TRAVAIL DEMANDÉ: Rédigez la suite du texte ci-dessous sur la crise humanitaire au Soudan, en partant de sa dernière phrase.

TEXTE D'ÉTUDE:
────────

Le 21 mars, les RSF avaient publié une déclaration sur leur compte officiel X (anciennement Twitter), déclarant qu'elles ne permettraient pas à l'aide de Port-Soudan d'atteindre El Fashir, la capitale du Nord Darfour, affirmant que ce plan serait utilisé à des fins de réarmement par les SAF et leurs alliés.
Les parties belligérantes ont tué, blessé et détenu des dizaines de travailleurs humanitaires, et ont pris pour cible des convois humanitaires. En décembre, les SAF ont attaqué un convoi du Comité international de la Croix-Rouge (CICR), qui comprenait des civils à évacuer, tuant deux personnes et en blessant sept, dont trois membres du CICR. Les SAF ont affirmé à la suite de l'incident que le CICR s'était écarté de l'itinéraire convenu et qu'ils étaient escortés par des véhicules des RSF.
Face aux blocages de l'aide internationale, les intervenants soudanais, dont beaucoup se portent volontaires dans les salles d'urgence du pays, ont supporté le plus gros des efforts déployés pour répondre aux besoins croissants des civils à Khartoum, au Darfour, à Al Gezira et ailleurs. Les deux parties au conflit ont harcelé, détenu et maltraité les intervenants locaux. Le Haut-Commissaire des Nations Unies aux droits de l'homme a déclaré en février que les SAF et les RSF détenaient arbitrairement des milliers de civils et avaient soumis des centaines d'entre eux à des disparitions forcées, notamment des membres des salles d'intervention d'urgence. Human Rights Watch a également documenté les arrestations arbitraires et les mauvais traitements infligés à des secouristes et à des membres du personnel de santé par les RSF et les SAF à Khartoum.
Le mépris flagrant des parties belligérantes à l'égard du droit international humanitaire et des droits humains a provoqué le cauchemar humanitaire actuel et a laissé les civils dans les zones particulièrement durement touchées par les combats, notamment Khartoum et ses « villes soeurs » et de grandes parties du Darfour, épuisés et incapables d'accéder aux produits de première nécessité.
Les attaques des parties belligérantes, notamment contre des installations comme les établissements de santé et les usines de traitement des eaux, ont rendu la vie des civils précaire et peu sûre. Depuis le début du conflit, les forces des SAF et des RSF ont bombardé des établissements de santé, tandis que les RSF ont à maintes reprises occupé des hôpitaux. Les attaques contre des établissements de santé, dont beaucoup étaient délibérées, ont rendu 70 à 80 pour cent de ces établissements non opérationnels, notamment à Khartoum et au Darfour. Même ceux qui sont jugés fonctionnels sont confrontés à d'énormes défis, en raison du manque d'électricité, de personnel et de fournitures médicales, notamment de médicaments vitaux. « Nous ne pouvons pas dire qu'il existe un secteur de santé fonctionnel », a déclaré un professionnel de la santé international à Human Rights Watch en février. Au cours de l'année dernière, les combats incessants menés par les belligérants dans les zones résidentielles du Grand Khartoum, notamment en utilisant des armes qui aboutissent fréquemment à des attaques indiscriminées en violation des lois de la guerre, ont également empêché les déplacements en toute sécurité des civils et des intervenants locaux.

────────

Données de localisation spatiale:
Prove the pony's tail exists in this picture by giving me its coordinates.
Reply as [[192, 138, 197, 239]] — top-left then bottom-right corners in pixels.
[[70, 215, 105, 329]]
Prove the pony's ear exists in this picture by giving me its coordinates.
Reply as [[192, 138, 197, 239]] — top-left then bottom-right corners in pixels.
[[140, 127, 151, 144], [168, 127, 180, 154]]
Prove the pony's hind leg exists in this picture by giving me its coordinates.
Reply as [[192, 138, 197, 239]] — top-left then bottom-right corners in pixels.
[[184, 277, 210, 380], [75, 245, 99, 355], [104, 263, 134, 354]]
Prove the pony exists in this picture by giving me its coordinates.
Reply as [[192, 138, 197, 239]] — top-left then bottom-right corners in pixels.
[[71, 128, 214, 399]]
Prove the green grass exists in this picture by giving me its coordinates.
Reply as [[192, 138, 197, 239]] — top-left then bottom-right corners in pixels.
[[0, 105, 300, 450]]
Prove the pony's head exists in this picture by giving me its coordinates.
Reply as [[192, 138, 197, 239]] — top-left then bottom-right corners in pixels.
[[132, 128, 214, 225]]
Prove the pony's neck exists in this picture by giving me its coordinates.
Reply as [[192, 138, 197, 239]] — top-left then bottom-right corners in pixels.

────────

RÉPONSE PROPOSÉE:
En mai 2023, les deux parties se sont engagées à respecter le droit humanitaire international et à autoriser l'acheminement de l'aide lors de pourparlers organisés à Djeddah par l'Arabie saoudite et les États-Unis, ensuite rejoints par l'Union africaine et l'Autorité intergouvernementale pour le développement (Inter-Governmental Authority on Development, IGAD). Compte tenu des informations faisant état d'une reprise des pourparlers de Djeddah, les hôtes devraient faire pression en faveur de la création d'un mécanisme qui surveillera la mise en oeuvre des engagements visant à faire respecter le droit international humanitaire et les droits humains, et à protéger les civils, notamment en dénonçant les attaques et l'obstruction délibérée de l'aide humanitaire et la destruction illégale d'infrastructures civiles.
Les États membres du Conseil de sécurité de l'ONU et du Conseil de paix et de sécurité de l'Union africaine devraient continuer de surveiller de près la situation de la sécurité alimentaire, en organisant régulièrement des séances d'information publiques au cours des six prochains mois.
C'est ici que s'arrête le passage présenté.